§ **Tugas Anda**
- a) Menurut kutipan teks, pada bulan apa media-media menurunkan berita tentang deretan caleg terpilih di Jateng yang terpaksa mundur?
- b) Ambil dari entri, tanpa perubahan, semua baris mulai dari baris yang memuat "Return the outline of every instance of the dw" sampai dengan baris terakhir entri, termasuk kedua ujungnya.

§ **Kutipan Teks**
===

Kekuasaan “Tidak Tak Terbatas” (Elite) Partai

Oleh: Abdul Rohman Sukardi, Analis Politik
“Deretan caleg terpilih di Jateng terpaksa mundur karena sistem komandante”*. Begitu media-media menurunkan beritanya bulan Mei-Juni 2024. “Pilihan caleg mundur demi cucu Soekarno”, ulasan berita detik: 1 Oktober 2024.
Kasus itu bukan PDIP satu-satunya pelaku. Terjadi pula di sejumlah partai lainnya.
Kenapa caleg terpilih harus mundur? Bukankan UU mengamanatkan calon dengan suara terbanyak yang terpilih?
Kebijakan kepartaian tidak boleh melanggar aturan itu. Aturan yang lebih tinggi.
Apalagi terdapat aroma kebijakan otoritarian elite partai. Untuk meloloskan calon yang oleh rayat tidak dikehendaki mewakilinya di Senayan. Dibuktikan rendahnya peroleh suara dukungan rakyat.
Mundurnya caleg terpilih bukan saja penipuan terhadap konstituen. Melainkan juga pelanggaran hak asasi terhadap caleg bersangkutan. Jika mundurnya caleg itu rekayasa oleh kebijakan otoritarian partai. Atau tekanan elite partai.
Pemilih bersusah payah memverifikasi dan kemudian memilih calon wakilnya di DPR. Setelah terpilih, caleg itu kemudian mengundurkan diri.
Pemilih ditipu oleh harapan yang kemudian hanya untuk ditinggalkan. Kanal aspirasinya dihilangkan begitu terpilih.
Untuk menghindarkan penipuan konstituen, caleg terpilih seharusnya tidak boleh mengundurkan diri. Kecuali dengan syarat-syarat yang ketat. UU harus memastikan perlindungan konstituen itu.

===

(Data yang diambil dari sebuah koleksi)
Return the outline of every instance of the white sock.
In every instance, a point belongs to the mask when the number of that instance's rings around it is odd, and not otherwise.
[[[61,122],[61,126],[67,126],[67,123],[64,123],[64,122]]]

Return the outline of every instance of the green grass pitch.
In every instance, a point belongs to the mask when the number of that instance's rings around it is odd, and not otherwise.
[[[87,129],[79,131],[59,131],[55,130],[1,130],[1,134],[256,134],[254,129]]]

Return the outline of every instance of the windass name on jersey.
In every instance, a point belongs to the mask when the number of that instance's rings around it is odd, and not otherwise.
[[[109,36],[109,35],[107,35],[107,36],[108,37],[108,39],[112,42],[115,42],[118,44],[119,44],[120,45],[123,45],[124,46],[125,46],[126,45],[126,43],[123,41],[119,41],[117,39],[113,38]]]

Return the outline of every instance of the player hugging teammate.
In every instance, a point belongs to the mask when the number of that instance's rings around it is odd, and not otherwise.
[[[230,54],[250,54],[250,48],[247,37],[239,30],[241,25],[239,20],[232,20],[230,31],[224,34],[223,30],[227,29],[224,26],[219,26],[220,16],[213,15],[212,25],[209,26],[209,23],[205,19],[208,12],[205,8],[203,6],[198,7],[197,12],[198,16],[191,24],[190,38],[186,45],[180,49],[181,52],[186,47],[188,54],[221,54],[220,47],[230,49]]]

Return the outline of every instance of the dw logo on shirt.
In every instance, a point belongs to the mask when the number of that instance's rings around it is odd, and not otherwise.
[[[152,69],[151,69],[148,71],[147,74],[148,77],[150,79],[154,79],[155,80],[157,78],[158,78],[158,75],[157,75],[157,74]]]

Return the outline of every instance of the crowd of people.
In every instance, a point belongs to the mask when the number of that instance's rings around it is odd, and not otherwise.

===

§ **Hasil Jawaban**
- a) Pada bulan Mei–Juni 2024.

- b)
Return the outline of every instance of the dw logo on shirt.
In every instance, a point belongs to the mask when the number of that instance's rings around it is odd, and not otherwise.
[[[152,69],[151,69],[148,71],[147,74],[148,77],[150,79],[154,79],[155,80],[157,78],[158,78],[158,75],[157,75],[157,74]]]

Return the outline of every instance of the crowd of people.
In every instance, a point belongs to the mask when the number of that instance's rings around it is odd, and not otherwise.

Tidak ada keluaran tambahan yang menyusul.